_PAGE_.
○ ○ ○
This invention is concerned with liquid heating systems, particularly those suitable for heating cleaning liquid in portable cleaning systems.
A variety of services are available today for inhouse cleaning of carpets and upholstery. These services utilize equipment for heating cleaning liquid which is conveyed under pressure to and sprayed onto the surface to be cleaned and then vacuum removed from the surface with the soil. This equipment, which often includes an internal combustion engine for driving the cleaning liquid and vacuum pumps, is usually mounted in a panel truck, or van, for ease of transport.
It has been suggested that instead of using a separate heater for heating the cleaning liquid that waste heat from the internal combustion engine be used for that purpose. U.S. Pat. No. 4,593,753, granted June 10, 1986 to P. J. McConnell for "EXHAUST GAS LIQUID HEATING SYSTEM FOR INTERNAL COMBUSTION ENGINES" discloses a system for heating water with exhaust gas heat. U.S. Pat. No. 4,109,340 granted Aug. 29, 1978 to L. E. Bates for "TRUCK MOUNTED CARPET CLEANING MACHINE" discloses a system in which the cleaning liquid is passed first through the cylinder block of a liquid cooled, internal combustion engine and then through a heat exchanger which also has engine exhaust gases passing therethrough. U.S. Pat. No. 4,284,127 granted Aug. 18, 1981 to D. S. Collier et al for "CARPET CLEANING SYSTEMS" discloses a similar system which directs the cleaning liquid through a first heat exchanger into which the liquid engine coolant also is directed. The preheated cleaning liquid then passes through a second heat exchanger where it extracts heat from the engine exhaust gases.
○ ○ ○
_DATASET_.
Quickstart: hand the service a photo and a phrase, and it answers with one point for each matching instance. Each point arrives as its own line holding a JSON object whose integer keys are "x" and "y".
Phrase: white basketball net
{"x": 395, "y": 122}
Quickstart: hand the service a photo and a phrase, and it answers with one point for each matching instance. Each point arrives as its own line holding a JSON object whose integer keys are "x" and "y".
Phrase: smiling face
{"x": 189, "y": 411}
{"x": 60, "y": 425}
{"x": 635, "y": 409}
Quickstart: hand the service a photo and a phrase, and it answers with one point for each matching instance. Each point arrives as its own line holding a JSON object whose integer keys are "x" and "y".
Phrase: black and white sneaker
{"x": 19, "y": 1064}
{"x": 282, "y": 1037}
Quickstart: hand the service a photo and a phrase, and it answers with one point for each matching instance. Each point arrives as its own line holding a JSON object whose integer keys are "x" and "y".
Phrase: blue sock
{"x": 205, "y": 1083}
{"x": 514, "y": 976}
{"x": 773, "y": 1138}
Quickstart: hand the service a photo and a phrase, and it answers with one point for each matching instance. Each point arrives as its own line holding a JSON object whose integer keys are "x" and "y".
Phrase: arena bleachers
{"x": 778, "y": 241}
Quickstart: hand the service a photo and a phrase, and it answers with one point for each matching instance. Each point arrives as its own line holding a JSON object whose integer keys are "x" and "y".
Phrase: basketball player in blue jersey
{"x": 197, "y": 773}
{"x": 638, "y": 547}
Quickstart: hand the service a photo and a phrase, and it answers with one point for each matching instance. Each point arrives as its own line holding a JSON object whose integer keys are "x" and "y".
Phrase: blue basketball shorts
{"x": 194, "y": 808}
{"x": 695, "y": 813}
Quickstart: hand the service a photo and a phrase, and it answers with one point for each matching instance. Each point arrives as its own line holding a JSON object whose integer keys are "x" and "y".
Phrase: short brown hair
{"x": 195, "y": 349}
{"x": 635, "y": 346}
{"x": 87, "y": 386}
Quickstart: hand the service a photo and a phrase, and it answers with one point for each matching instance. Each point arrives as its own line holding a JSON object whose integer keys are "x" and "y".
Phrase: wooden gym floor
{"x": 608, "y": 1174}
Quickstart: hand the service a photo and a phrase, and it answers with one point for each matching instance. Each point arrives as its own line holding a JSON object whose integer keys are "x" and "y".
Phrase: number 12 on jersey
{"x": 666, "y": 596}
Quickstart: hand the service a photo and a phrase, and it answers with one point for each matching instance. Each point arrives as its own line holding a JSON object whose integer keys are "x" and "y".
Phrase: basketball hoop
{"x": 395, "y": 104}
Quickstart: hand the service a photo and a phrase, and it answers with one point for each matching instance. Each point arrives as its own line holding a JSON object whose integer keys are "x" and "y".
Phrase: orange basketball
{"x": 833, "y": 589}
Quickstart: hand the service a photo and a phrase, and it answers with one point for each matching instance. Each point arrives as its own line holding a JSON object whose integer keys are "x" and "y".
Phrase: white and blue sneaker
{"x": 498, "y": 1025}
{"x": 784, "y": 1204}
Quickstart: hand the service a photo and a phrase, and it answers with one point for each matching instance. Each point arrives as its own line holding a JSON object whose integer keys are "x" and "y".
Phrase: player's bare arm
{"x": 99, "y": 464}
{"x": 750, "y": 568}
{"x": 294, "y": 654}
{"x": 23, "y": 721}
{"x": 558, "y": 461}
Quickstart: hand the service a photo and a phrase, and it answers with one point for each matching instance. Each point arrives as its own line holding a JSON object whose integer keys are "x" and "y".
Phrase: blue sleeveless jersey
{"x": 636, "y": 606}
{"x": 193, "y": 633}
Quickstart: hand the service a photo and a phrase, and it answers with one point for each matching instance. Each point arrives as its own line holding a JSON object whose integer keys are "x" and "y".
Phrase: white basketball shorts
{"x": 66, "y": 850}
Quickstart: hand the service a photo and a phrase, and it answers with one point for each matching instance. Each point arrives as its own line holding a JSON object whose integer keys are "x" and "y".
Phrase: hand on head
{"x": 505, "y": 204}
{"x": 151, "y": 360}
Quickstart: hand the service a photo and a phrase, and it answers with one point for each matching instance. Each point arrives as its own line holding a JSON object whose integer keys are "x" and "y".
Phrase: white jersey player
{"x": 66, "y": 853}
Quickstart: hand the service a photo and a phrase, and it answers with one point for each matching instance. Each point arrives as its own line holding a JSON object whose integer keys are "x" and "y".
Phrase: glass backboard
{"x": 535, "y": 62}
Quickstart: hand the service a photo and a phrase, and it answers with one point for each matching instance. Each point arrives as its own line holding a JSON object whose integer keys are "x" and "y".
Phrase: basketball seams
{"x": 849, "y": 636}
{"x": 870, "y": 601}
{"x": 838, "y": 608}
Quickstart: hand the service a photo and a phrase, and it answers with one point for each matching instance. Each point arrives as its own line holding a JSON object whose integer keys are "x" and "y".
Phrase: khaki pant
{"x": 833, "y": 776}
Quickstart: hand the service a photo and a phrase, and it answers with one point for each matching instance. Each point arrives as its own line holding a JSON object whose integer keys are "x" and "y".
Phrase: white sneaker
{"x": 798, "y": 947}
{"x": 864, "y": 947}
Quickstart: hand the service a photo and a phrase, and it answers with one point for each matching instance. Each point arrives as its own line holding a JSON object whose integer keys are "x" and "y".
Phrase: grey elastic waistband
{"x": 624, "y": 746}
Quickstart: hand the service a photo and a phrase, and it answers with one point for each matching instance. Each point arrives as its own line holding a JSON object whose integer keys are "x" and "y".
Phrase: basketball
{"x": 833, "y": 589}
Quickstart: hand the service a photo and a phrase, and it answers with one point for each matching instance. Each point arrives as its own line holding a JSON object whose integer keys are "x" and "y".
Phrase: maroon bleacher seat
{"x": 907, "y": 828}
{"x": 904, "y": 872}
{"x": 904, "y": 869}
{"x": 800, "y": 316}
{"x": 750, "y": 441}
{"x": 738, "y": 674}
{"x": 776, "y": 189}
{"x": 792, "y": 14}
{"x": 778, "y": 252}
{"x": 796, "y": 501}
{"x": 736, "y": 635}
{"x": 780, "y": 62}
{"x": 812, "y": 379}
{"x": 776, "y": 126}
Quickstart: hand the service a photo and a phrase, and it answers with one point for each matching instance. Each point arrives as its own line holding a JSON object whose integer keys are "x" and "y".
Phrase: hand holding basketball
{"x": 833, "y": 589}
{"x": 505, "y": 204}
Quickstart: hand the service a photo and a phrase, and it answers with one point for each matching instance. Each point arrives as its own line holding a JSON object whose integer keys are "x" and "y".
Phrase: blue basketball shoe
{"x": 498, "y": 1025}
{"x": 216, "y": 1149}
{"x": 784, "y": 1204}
○ ○ ○
_REQUEST 1_.
Reproduce the passage on heating cleaning liquid word for word.
_REQUEST 2_.
Please pick out every line of the rows that contains the word "white".
The passage on heating cleaning liquid and the rows are unrelated to each other.

_WRITTEN RESPONSE 1_.
This invention is concerned with liquid heating systems, particularly those suitable for heating cleaning liquid in portable cleaning systems.
A variety of services are available today for inhouse cleaning of carpets and upholstery. These services utilize equipment for heating cleaning liquid which is conveyed under pressure to and sprayed onto the surface to be cleaned and then vacuum removed from the surface with the soil. This equipment, which often includes an internal combustion engine for driving the cleaning liquid and vacuum pumps, is usually mounted in a panel truck, or van, for ease of transport.
It has been suggested that instead of using a separate heater for heating the cleaning liquid that waste heat from the internal combustion engine be used for that purpose. U.S. Pat. No. 4,593,753, granted June 10, 1986 to P. J. McConnell for "EXHAUST GAS LIQUID HEATING SYSTEM FOR INTERNAL COMBUSTION ENGINES" discloses a system for heating water with exhaust gas heat. U.S. Pat. No. 4,109,340 granted Aug. 29, 1978 to L. E. Bates for "TRUCK MOUNTED CARPET CLEANING MACHINE" discloses a system in which the cleaning liquid is passed first through the cylinder block of a liquid cooled, internal combustion engine and then through a heat exchanger which also has engine exhaust gases passing therethrough. U.S. Pat. No. 4,284,127 granted Aug. 18, 1981 to D. S. Collier et al for "CARPET CLEANING SYSTEMS" discloses a similar system which directs the cleaning liquid through a first heat exchanger into which the liquid engine coolant also is directed. The preheated cleaning liquid then passes through a second heat exchanger where it extracts heat from the engine exhaust gases.

_WRITTEN RESPONSE 2_.
Phrase: white basketball net
Phrase: black and white sneaker
Phrase: white and blue sneaker
Phrase: white basketball shorts
Phrase: white jersey player
Phrase: white sneaker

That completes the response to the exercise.